[[ Input data open ]]

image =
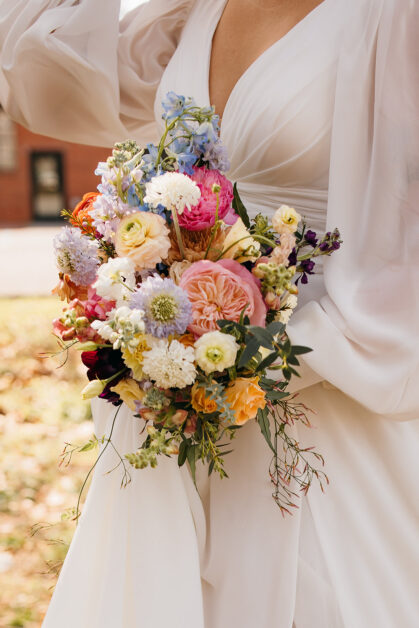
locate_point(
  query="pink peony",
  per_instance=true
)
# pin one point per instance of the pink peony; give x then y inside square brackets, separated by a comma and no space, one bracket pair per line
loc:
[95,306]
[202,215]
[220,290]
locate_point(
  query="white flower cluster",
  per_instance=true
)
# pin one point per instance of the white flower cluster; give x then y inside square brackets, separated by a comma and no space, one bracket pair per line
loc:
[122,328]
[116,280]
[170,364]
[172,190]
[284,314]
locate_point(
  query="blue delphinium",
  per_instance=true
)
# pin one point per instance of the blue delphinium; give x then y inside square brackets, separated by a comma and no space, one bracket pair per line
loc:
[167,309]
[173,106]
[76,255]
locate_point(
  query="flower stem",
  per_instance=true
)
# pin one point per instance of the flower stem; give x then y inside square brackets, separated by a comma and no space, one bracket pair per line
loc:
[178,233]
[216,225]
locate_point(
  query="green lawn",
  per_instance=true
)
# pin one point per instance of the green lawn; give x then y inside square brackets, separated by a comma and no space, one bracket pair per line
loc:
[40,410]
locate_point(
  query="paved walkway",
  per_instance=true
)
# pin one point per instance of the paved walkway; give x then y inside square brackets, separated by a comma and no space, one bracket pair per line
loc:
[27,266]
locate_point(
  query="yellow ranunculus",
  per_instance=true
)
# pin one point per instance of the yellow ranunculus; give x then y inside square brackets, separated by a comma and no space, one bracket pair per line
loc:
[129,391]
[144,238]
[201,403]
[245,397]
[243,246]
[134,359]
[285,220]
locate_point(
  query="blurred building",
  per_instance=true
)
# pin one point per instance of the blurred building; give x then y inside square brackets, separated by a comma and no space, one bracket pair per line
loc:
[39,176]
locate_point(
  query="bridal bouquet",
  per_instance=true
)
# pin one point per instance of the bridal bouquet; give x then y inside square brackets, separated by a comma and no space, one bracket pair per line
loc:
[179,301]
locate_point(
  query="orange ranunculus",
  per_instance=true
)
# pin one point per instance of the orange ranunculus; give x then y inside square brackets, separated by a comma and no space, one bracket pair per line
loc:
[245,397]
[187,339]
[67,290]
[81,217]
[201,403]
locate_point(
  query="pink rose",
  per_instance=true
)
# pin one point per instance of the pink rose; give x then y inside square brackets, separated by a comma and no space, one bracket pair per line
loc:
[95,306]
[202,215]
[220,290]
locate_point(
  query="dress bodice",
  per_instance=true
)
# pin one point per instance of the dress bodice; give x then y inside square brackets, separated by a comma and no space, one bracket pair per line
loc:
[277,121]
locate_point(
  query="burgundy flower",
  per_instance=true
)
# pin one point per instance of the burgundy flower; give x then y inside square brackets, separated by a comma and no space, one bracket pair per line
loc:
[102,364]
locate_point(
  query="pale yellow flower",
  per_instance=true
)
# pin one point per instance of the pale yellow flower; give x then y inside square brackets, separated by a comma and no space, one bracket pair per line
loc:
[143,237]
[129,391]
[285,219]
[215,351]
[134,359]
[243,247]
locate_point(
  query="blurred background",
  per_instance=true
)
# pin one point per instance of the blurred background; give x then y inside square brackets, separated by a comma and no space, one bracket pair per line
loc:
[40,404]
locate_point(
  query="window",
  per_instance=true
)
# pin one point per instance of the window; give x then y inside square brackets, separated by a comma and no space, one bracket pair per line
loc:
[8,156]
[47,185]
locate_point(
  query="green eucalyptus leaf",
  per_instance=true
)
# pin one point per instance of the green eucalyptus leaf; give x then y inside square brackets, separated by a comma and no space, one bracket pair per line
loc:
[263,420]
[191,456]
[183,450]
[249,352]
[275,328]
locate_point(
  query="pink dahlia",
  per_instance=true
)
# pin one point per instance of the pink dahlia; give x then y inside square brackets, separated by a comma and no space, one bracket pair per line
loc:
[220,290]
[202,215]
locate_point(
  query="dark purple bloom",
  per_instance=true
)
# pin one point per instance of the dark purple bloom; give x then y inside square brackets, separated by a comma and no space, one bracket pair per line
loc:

[[ Input data closed ]]

• _Problem to work on_:
The answer is every line in the data where the word "pale" appears.

• _Problem solution_:
  query="pale yellow flower",
# pin one point per instance of the pale yellow flower; give x then y inside square brackets, separated by a comma and no space, one bracket pair per line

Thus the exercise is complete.